* _PAGE EXCERPT_:

___

Denver fashion designers sew fabrics into face masks

Fashion Design students, faculty and staff at Rocky Mountain College of Art + Design (RMCAD) are embracing their new e-classrooms by sewing their fabrics into face masks.

Stitch by stitch, these artists are networking regularly in their virtual environment with peers, professors and friends over at Athena Project for “Fashion in Action,” a collaborative partnership between RMCAD and the non-profit to create and distribute face masks for those who need it most during the COVID-19 pandemic.

Chair of Fashion Design, Nicole Bartet says hosting these sewing circles are a way to stay connected while giving back to the community, “there are two goals in place, building community and helping the community. We, as artists all know that what we do is therapeutic. Knowing that, we were inspired to build our fashion family and do more for our medical professionals on the front lines.

As of today, Fashion in Action is helping senior care centers, home healthcare workers, police departments, homeless shelters, OBGYN workers and high-risk individuals in need. Bartet says she hopes her students gain a sense of pride for their philanthropy, “the skills fashion students learn at RMCAD are helping to protect people in this crisis. It’s a beautiful opportunity for everyone involved. Also, our students gain a connection with the fashion community virtually to feel a little less isolated, learn new sewing skills or practice existing ones.”

The face masks are made out of several different types of material such as cotton and various antimicrobial fabrics. Most materials are being funded by these designers’ fabric stashes, personal donations and funding by RMCAD.

These face masks are meant to serve as a last resort if hospitals and other essential areas of work have run out of medical-grade masks. The Centers for Disease Control and Prevention (CDC) recommends that face masks are sanitized every four to six hours. Bartet says the plan is to make bundles of 10 to allow multiple mask changes throughout someone’s work shift.

The transition from on-ground to blended learning has been a challenge for most places, but overall smooth for RMCAD students and faculty. Bartet credits her faculty for keeping their students accommodated during this temporary time, “they [professors] have gone above and beyond to navigate the transition with our students. Additionally, online instructors, such as Dr. Darlene C. Ritz, have volunteered to mentor ground instructors who aren’t as familiar with the modality. It truly is teamwork at its best and I am so incredibly proud of the fashion team and the students. Everyone is working together in a time when we’re apart, it’s beautiful to be a part of.”

As it is common for artists to work from home, Fashion in Action has found its place in RMCAD’s Production Construction class since making face masks will be part of Fashion Design students’ final project. By the time students have completed the class, they will all have created their mini-factory inside their homes.

___

* _DATA SUPPLIED_:

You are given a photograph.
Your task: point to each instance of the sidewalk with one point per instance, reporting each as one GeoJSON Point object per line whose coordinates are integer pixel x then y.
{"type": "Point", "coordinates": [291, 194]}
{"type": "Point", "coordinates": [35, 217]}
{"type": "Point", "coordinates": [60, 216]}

___

* _TASK PROMPT_: Retype everything in the face masks article from "The face masks" down to "funding by RMCAD.", keeping every word and mark unchanged.

* _YOUR SOLUTION_:
The face masks are made out of several different types of material such as cotton and various antimicrobial fabrics. Most materials are being funded by these designers’ fabric stashes, personal donations and funding by RMCAD.